**Problem**
Each line below should be restated word for word.

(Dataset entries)
+ + + +

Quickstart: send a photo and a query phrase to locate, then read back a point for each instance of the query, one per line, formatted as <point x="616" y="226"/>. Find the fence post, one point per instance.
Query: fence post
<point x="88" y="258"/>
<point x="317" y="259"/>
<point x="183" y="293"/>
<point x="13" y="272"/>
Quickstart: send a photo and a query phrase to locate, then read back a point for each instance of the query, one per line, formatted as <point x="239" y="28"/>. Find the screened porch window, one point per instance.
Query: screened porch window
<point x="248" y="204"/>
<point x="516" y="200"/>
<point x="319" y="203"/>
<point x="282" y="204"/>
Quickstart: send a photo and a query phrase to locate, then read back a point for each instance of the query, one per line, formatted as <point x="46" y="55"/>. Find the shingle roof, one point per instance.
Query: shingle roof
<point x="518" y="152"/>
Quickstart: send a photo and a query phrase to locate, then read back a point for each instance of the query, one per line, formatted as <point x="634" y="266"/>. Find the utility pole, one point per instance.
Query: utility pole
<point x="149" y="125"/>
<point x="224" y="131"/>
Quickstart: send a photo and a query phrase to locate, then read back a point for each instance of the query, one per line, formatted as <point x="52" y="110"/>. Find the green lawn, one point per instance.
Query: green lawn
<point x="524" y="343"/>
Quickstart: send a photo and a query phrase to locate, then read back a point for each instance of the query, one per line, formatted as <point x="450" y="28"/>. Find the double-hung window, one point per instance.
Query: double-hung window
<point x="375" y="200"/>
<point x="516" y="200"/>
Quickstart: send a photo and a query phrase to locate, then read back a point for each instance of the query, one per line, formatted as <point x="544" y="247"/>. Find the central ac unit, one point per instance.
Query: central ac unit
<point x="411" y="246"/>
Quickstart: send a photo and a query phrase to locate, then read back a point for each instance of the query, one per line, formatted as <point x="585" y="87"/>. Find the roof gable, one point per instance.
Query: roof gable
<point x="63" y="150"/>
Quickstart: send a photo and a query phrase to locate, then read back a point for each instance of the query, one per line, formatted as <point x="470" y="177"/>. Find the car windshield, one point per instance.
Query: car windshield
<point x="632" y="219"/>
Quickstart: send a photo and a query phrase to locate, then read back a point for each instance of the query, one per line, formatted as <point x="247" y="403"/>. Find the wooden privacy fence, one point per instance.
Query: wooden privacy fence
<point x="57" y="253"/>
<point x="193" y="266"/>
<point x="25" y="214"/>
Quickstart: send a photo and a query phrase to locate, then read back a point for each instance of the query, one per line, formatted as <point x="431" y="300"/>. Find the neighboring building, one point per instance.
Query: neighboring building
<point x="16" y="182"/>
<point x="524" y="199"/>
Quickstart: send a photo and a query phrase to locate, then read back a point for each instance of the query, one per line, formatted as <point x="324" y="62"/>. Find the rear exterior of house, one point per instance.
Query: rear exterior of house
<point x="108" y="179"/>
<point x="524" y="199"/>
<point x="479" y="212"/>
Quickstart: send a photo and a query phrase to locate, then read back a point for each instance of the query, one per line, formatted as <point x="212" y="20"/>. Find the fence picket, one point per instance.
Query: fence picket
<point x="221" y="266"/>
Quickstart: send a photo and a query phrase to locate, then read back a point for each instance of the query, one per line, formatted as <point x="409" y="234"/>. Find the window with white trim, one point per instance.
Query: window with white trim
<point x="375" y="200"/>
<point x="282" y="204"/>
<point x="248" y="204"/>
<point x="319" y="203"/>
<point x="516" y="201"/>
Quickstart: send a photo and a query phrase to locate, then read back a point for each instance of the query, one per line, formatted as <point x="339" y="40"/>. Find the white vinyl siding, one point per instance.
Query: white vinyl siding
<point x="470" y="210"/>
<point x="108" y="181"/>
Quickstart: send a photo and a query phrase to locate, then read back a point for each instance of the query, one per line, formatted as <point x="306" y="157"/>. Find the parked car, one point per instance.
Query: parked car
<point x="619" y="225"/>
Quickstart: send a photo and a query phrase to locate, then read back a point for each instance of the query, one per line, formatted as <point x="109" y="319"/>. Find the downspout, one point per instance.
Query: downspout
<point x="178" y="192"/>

+ + + +

**Response area**
Quickstart: send a photo and a query phrase to locate, then read back a point for each instance of the query, one per line, formatted as <point x="616" y="226"/>. Find the fence post, one point per instance.
Query: fence post
<point x="88" y="258"/>
<point x="317" y="259"/>
<point x="183" y="293"/>
<point x="13" y="272"/>
Quickstart: send a photo and a query phrase to locate, then read back a point for each instance of the query, one per line, formatted as <point x="239" y="28"/>. Find the screened porch window, one point per instance.
Query: screened porch window
<point x="248" y="204"/>
<point x="516" y="200"/>
<point x="319" y="203"/>
<point x="282" y="204"/>
Quickstart: send a photo and a query phrase to locate, then read back a point for each instance of the query, one per line, formatted as <point x="46" y="55"/>. Find the shingle roof, one point per instance.
Query: shingle roof
<point x="518" y="152"/>
Quickstart: send a photo and a query phrase to locate, then read back a point for each instance of the query, one per line, formatted as <point x="634" y="266"/>. Find the utility pole, one point per instance.
Query: utility pole
<point x="149" y="125"/>
<point x="224" y="131"/>
Quickstart: send a photo and a query phrase to locate, then read back a point for each instance of the query, one per line, formatted as <point x="52" y="110"/>. Find the green lawn, one point per instance.
Query: green lawn
<point x="524" y="343"/>
Quickstart: send a photo and a query phrase to locate, then read back a point for each instance of the query, one per line, formatted as <point x="450" y="28"/>. Find the double-hung window, one point per instance.
Query: double-hung window
<point x="375" y="200"/>
<point x="516" y="200"/>
Quickstart: send a photo and a query phrase to locate, then read back a point for each instance of the query, one per line, formatted as <point x="544" y="247"/>. Find the central ac unit, one point per instance.
Query: central ac unit
<point x="411" y="246"/>
Quickstart: send a photo and a query phrase to locate, then read back a point for each instance of the query, one per line, formatted as <point x="585" y="87"/>. Find the roof gable, one point per instance.
Query: roof gable
<point x="63" y="150"/>
Quickstart: send a photo and a query phrase to locate, then read back a point for each instance of the query, one per line, formatted as <point x="470" y="177"/>. Find the car windshield, one point per instance.
Query: car windshield
<point x="632" y="219"/>
Quickstart: send a photo and a query phrase to locate, then read back a point for each instance of the query, one per line, formatted as <point x="247" y="403"/>. Find the wooden privacy fence, one point per instance.
Query: wooden privacy fence
<point x="57" y="253"/>
<point x="193" y="266"/>
<point x="25" y="214"/>
Quickstart: send a photo and a query phrase to locate, then read back a point for each instance of the query, one per line, formatted as <point x="431" y="300"/>. Find the neighboring building, one point per instance.
Query: neighboring building
<point x="16" y="182"/>
<point x="524" y="199"/>
Quickstart: send a photo and a query phrase to locate, then read back a point for each instance of the query, one per line, formatted as <point x="324" y="62"/>. Find the rear exterior of house, one point per instance.
Query: rear exterior of house
<point x="108" y="179"/>
<point x="524" y="199"/>
<point x="479" y="212"/>
Quickstart: send a photo and a query phrase to locate, then read back a point for each instance of the query, one per line, formatted as <point x="212" y="20"/>. Find the fence picket, one point per instance.
Query: fence picket
<point x="221" y="266"/>
Quickstart: send a photo and a query phrase to locate, then read back a point for each instance of the query, one per line, formatted as <point x="409" y="234"/>. Find the window with white trim, one point per instance.
Query: window with white trim
<point x="375" y="200"/>
<point x="282" y="204"/>
<point x="248" y="204"/>
<point x="319" y="203"/>
<point x="516" y="201"/>
Quickstart: send a photo and a query phrase to locate, then read back a point for each instance of the query, one per line, formatted as <point x="339" y="40"/>. Find the white vinyl siding, one point per instance.
Query: white vinyl siding
<point x="470" y="210"/>
<point x="108" y="181"/>
Quickstart: send a photo and a query phrase to locate, then read back a point for each instance of the query, one per line, formatted as <point x="306" y="157"/>. Find the parked car, one point per instance.
Query: parked car
<point x="619" y="225"/>
Quickstart: send a photo and a query phrase to locate, then read back a point for each instance of the query, one per line, formatted as <point x="109" y="319"/>. Find the downspout, one point per instance.
Query: downspout
<point x="178" y="192"/>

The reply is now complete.